▸ **DOCUMENT EXCERPT**:
After every high school football season, Team McNamara huddles.

It's a football thing.

It's a family thing.

Bill, his wife, Kelly, sons Connor and Dylan, and youngest daughter, Kayla, talk Stevenson football. But not X's and O's.

"I have a heart to heart with my family and we talk about what's great for our lives," said Bill McNamara, Stevenson's head football coach for the last seven years. "They have been awesome in supporting my life with football."

Neither Bill McNamara's football life nor his coaching life will stop. But on Tuesday night, the only head coach to bring a football state championship to Stevenson made official to his players during a team following awards night that he has stepped down.

"I think it was just time to pass the torch," McNamara said.

An assistant coach under Bill Mitz for 20 years, McNamara guided Stevenson to 67 wins (only 16 losses). Fourteen of those victories came in 2014, when the Patriots put together an undefeated season in winning the Class 8A state championship. This past season, they captured the North Suburban Conference title with a 7-0 record and finished 8-2, losing to Huntley 21-20 in the first round of the Class 8A state playoffs.

"The state of the Patriot football union is fantastic right now," said McNamara, whose Patriots won the NSC in six of his seven seasons. "The program is in great shape, and I think we have a culture of champions at our school. The kids are role models in the school and in the community, and I have a coaching staff that is rock-solid."

▸ **REQUEST A**: In the piece on Stevenson's football coach, print the passage from "After every high" up to and including "X's and O's.".
▸ **REQUEST B**: According to the piece on Stevenson's football coach, why does McNamara consider the program to be in great shape?

▸ **DATA PROVIDED**:
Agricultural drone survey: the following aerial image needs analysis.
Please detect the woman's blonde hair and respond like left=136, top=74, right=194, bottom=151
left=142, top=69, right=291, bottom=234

▸ **RESULT A**:
After every high school football season, Team McNamara huddles.

It's a football thing.

It's a family thing.

Bill, his wife, Kelly, sons Connor and Dylan, and youngest daughter, Kayla, talk Stevenson football. But not X's and O's.

▸ **RESULT B**: He says the school has a culture of champions and the kids are role models in the school and the community. He also calls his coaching staff rock-solid.